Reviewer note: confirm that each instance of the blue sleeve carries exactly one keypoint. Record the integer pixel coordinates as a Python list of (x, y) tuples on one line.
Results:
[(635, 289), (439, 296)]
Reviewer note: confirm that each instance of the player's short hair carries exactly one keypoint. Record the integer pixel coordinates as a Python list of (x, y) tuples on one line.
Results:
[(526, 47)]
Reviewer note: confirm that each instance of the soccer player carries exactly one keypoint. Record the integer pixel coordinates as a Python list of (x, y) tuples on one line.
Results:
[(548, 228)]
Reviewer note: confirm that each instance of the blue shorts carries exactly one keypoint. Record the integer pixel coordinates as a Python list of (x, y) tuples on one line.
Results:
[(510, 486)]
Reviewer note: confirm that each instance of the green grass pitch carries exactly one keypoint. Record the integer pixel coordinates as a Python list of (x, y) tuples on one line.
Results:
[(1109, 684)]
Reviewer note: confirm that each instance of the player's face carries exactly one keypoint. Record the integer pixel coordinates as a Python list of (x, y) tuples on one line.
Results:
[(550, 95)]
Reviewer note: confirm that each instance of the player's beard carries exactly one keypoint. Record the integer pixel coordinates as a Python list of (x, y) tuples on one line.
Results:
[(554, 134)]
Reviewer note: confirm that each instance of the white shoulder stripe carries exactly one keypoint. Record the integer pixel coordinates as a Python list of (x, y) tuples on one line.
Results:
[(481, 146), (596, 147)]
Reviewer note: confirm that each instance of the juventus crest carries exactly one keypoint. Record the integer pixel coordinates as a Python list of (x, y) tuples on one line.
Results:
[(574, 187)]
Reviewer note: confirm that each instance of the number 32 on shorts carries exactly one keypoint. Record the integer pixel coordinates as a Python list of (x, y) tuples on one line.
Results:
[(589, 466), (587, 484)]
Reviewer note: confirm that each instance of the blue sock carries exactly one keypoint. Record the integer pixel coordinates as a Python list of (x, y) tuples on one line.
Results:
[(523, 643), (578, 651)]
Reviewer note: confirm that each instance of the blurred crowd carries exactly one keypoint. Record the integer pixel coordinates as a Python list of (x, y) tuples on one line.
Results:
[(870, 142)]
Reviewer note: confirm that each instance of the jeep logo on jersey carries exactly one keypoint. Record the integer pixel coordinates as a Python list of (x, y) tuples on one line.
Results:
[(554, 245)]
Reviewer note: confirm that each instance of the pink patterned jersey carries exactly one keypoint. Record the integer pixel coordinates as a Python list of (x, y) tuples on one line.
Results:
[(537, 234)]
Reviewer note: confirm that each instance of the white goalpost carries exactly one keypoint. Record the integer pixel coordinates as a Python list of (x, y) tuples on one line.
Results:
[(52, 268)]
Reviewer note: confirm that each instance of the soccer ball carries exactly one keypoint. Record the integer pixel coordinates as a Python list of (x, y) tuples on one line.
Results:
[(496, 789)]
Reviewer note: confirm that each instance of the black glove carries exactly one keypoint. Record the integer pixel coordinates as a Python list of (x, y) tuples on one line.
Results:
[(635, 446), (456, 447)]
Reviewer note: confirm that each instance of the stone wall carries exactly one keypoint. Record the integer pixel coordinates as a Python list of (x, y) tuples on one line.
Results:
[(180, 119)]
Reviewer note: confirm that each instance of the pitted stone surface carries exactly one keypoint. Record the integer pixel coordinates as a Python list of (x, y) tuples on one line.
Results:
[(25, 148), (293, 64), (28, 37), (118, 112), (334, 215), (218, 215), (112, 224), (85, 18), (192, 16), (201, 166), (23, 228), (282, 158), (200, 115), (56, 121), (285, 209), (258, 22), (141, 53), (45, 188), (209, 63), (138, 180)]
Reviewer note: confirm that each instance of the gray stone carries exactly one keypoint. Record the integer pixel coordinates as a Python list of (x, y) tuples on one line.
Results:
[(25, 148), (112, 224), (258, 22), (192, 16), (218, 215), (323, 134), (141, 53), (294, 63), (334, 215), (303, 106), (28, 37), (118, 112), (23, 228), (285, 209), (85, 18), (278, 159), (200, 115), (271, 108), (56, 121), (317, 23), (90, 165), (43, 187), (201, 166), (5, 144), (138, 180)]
##########
**Given exercise**
Rewrite all of the items above, replacing "Reviewer note" with "Annotation check" and leaving everything else unchanged.

**The solution**
Annotation check: confirm that each instance of the blue sleeve carries exactly one keypoint. Record the integer pixel coordinates as a Python list of (x, y) tuples on one line.
Results:
[(635, 289), (439, 296)]
Annotation check: confirm that each instance of the player's short hair carries exactly one keypoint. Record the integer pixel coordinates as a Python list of (x, y) tuples on one line.
Results:
[(526, 47)]
Annotation check: confirm that each instance of the soccer player carries exactly one keypoint. Record the integer pixel coordinates as a Python list of (x, y) tuples on one line.
Results:
[(548, 228)]
Annotation check: confirm that each instance of the blue shorts carries exactly one keypoint. Record the integer pixel coordinates as a Python list of (x, y) tuples on one line.
Results:
[(510, 486)]
Annotation check: confirm that each instance of the green grass pitch carries exactly one keypoint. Record the integer pixel coordinates as a Python list of (x, y) tuples on one line.
Results:
[(1109, 684)]
Annotation check: confirm that each instance of the player's face carries exactly one keypoint. Record the integer pixel coordinates as a Python list of (x, y) tuples on one line.
Results:
[(550, 95)]
Annotation check: confirm that each instance of the player's beard carries exactly one keypoint. Record the integer pixel coordinates as a Python list of (x, y) tuples on one line.
Results:
[(554, 134)]
Annotation check: confirm that each instance of the white shoulder stripe carries exactly one keypoint. Record the integer pixel coordinates as a Python list of (x, y) tuples on one line.
Results:
[(481, 146), (596, 147)]
Annotation check: confirm that each instance of the juventus crest carries exactly one keypoint. Record the integer pixel coordinates as a Python list of (x, y) tuples on one line.
Results:
[(574, 187)]
Annotation check: confirm that each instance of the number 32 on shorts carries exactly one keypoint. Record the integer pixel coordinates as a Python list of (x, y) tuples on one line.
Results:
[(589, 466), (587, 484)]
Annotation check: confirm that each instance of the blue sock carries exactly one keypoint. Record the integer pixel coordinates as a Python list of (x, y) tuples on one line.
Results:
[(523, 643), (578, 651)]
Annotation check: confirm that each instance of the blurred crowd carries exactly one keypoint. Record the integer pixel coordinates as a Python list of (x, y) tuples on one line.
Results:
[(870, 142)]
Annotation check: confirm that each instance of the jeep logo on jersey carries exactly one keypoint. Record the integer pixel coordinates as a Python list of (x, y) tuples on one line.
Results:
[(554, 245)]
Annotation check: confirm that each instance of the pink patterned jersey carries exactly one keypoint. Record the integer pixel coordinates as a Python list of (x, y) tuples on one line.
Results:
[(537, 234)]
Annotation check: confirm that each instance of the white goalpost carries exactly one keypoint. Record the integer pixel coordinates as a Python list of (x, y) tuples on one line.
Results:
[(52, 268)]
Annotation check: confirm that each instance of the soccer ball carries exactly one keypoint. Record the integer pixel coordinates as a Python list of (x, y) tuples on one line.
Results:
[(496, 789)]
Annotation check: confirm that each instance of the black glove carries exactly one keypoint. Record the integer pixel coordinates as a Python list of (x, y) tuples on one line.
Results:
[(635, 446), (456, 447)]
Annotation check: confirm that each instance of the stone wall carries exactly one keypoint. Record the integer pixel coordinates as a Python list of (x, y) tuples on one line.
Results:
[(180, 119)]
Annotation check: confirm that each instance of the pitted stone surface carries exactly one keypoint. Record the integer pixel coordinates as a Python list of (x, y) tuples on one line.
Results:
[(25, 148), (293, 64), (28, 37), (118, 112), (334, 215), (218, 215), (112, 224), (85, 18), (192, 16), (201, 166), (23, 228), (282, 158), (200, 115), (56, 121), (285, 209), (258, 22), (141, 53), (45, 188), (209, 63), (138, 180)]
Annotation check: confirm that each instance of the gray stone carries exactly one keypoint. Record the integer pixel coordinates as a Python list of (x, y) tuples on one line.
Results:
[(25, 148), (112, 224), (258, 22), (192, 16), (218, 215), (323, 134), (141, 53), (294, 63), (334, 215), (303, 106), (28, 37), (118, 112), (23, 228), (285, 209), (85, 18), (278, 159), (200, 115), (271, 108), (56, 121), (317, 23), (90, 165), (43, 187), (201, 166), (5, 144), (138, 180)]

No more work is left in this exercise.